INPUT RECORDS:
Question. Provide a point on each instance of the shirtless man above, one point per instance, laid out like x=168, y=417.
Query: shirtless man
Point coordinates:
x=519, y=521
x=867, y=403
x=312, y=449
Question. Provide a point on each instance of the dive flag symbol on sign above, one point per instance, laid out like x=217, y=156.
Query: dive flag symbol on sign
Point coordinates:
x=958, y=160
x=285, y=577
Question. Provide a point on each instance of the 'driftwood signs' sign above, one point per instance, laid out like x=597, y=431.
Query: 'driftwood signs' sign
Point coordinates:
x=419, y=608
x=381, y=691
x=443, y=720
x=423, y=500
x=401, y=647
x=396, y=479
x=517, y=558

TASK PROMPT: Put each line of the records above into a Markdown table with two columns, Row and Line, numbering the rows in order and omitting any blank lines.

WORKED ANSWER:
| Row | Line |
|---|---|
| 1 | Question. Provide a point on each instance of the shirtless man above, one point per instance, laid out like x=168, y=417. |
| 2 | Query: shirtless man |
| 3 | Point coordinates: |
| 4 | x=519, y=521 |
| 5 | x=867, y=403 |
| 6 | x=312, y=449 |
| 7 | Question. Provide a point on each instance of the dive flag symbol on sign above, one point per instance, laid out like x=217, y=156. |
| 8 | Query: dive flag symbol on sign |
| 9 | Point coordinates: |
| 10 | x=958, y=160 |
| 11 | x=285, y=577 |
| 12 | Question. Provide a point on each instance of the 'driftwood signs' sign above, one point per instance, laid out like x=597, y=431. |
| 13 | Query: 'driftwood signs' sign |
| 14 | Point coordinates: |
| 15 | x=419, y=608 |
| 16 | x=381, y=691 |
| 17 | x=443, y=720 |
| 18 | x=423, y=500 |
| 19 | x=401, y=647 |
| 20 | x=396, y=479 |
| 21 | x=517, y=558 |